* **Extracted material**
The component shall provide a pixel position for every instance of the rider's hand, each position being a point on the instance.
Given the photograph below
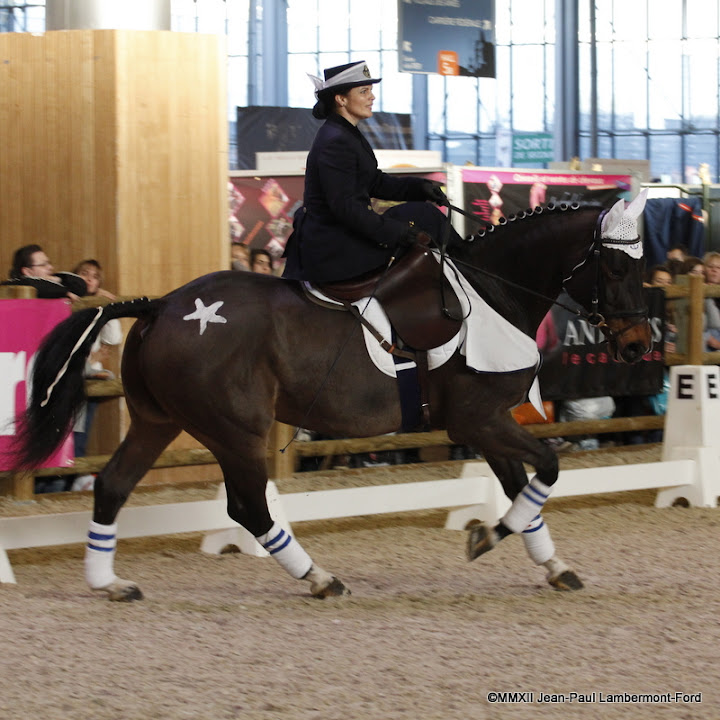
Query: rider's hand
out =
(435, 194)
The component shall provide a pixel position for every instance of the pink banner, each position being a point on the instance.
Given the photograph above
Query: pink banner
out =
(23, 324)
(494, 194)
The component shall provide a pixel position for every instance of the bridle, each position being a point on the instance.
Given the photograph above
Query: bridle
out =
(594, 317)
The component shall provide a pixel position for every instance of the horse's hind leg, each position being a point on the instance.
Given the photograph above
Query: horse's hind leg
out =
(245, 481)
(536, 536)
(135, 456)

* **What you need to do**
Print verbatim every line above, apart from the pictures.

* **Solution to the problem**
The component shall provide a pixel position for every instance of the rider's hand, each position being a point on the instance.
Given the photograph below
Query: rider's hand
out =
(435, 194)
The component shall provide a pixel position for every instance of the pink banner, each position being a point on the instance.
Given the photograph above
Query: pink banner
out =
(23, 324)
(494, 194)
The component shall provide a pixel position for every instance of the bridle, each position being a point on the instance.
Given the photograph above
Query: bridle
out =
(594, 317)
The component shall provide a pixel position for every instance of the horse's hind leg, each position being a point on the instance.
Given the photograph above
Query: horse's hind leg
out =
(245, 481)
(536, 536)
(135, 456)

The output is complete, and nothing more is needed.